Individua le righe qui sotto in cui compare la parola "outline" e ricopiale tutte.

..........

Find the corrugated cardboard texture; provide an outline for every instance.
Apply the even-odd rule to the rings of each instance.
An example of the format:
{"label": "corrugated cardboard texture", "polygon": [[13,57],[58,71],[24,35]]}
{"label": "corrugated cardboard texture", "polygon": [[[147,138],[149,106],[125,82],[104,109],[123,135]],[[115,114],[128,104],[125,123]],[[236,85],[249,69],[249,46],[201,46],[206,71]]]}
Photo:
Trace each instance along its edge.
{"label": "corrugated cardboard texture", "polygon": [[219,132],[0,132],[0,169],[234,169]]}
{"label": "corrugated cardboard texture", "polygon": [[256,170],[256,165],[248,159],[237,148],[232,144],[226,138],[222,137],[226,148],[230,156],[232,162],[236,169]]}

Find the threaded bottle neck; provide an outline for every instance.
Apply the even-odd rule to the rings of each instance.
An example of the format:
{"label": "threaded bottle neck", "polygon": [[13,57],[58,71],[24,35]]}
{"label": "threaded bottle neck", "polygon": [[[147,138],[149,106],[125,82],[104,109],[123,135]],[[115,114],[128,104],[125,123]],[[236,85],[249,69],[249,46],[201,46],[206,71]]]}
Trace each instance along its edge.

..........

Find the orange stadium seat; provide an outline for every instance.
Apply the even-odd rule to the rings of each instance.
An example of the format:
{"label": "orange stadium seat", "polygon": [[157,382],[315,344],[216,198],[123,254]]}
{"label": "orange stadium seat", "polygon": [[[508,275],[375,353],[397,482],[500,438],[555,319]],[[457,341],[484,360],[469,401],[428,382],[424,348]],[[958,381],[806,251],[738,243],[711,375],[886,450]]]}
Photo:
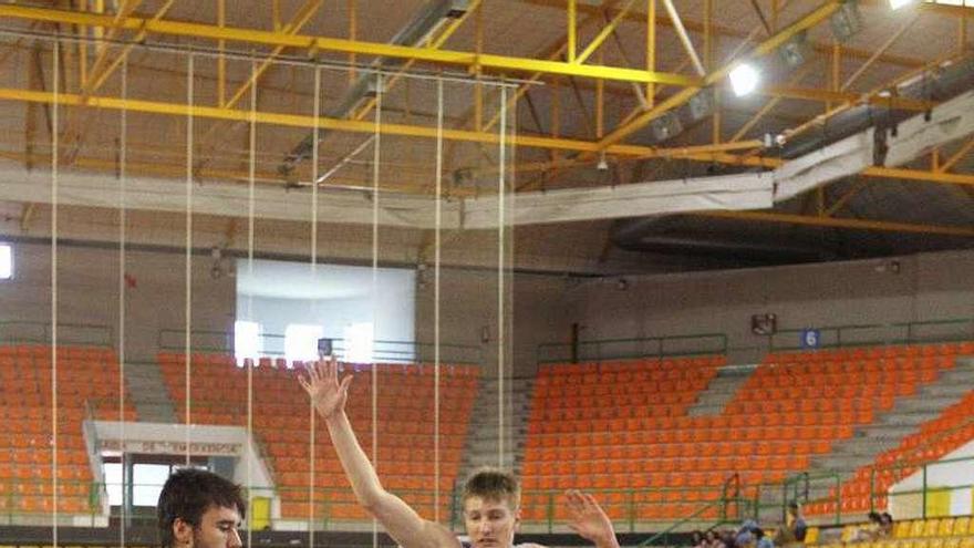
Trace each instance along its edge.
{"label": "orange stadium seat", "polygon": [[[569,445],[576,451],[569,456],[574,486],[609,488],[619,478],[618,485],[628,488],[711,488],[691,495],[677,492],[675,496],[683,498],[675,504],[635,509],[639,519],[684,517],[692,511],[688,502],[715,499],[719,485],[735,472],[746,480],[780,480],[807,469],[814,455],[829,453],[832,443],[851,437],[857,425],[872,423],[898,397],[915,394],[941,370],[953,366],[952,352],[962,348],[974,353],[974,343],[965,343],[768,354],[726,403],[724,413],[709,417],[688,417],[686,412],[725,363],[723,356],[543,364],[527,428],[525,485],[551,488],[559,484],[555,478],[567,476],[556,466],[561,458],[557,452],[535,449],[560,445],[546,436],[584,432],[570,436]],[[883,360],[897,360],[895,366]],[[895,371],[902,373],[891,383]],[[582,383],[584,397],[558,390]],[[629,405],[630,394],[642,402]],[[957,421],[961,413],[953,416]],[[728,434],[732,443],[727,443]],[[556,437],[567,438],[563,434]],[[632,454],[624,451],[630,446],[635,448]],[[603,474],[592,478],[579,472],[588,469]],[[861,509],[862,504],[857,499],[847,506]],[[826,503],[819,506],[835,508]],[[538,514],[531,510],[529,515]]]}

..........

Risposta corretta:
Find the corrugated cardboard texture; provide an outline for every instance.
Find the threaded bottle neck; provide an outline for every instance.
Find the orange stadium seat; provide an outline for every instance.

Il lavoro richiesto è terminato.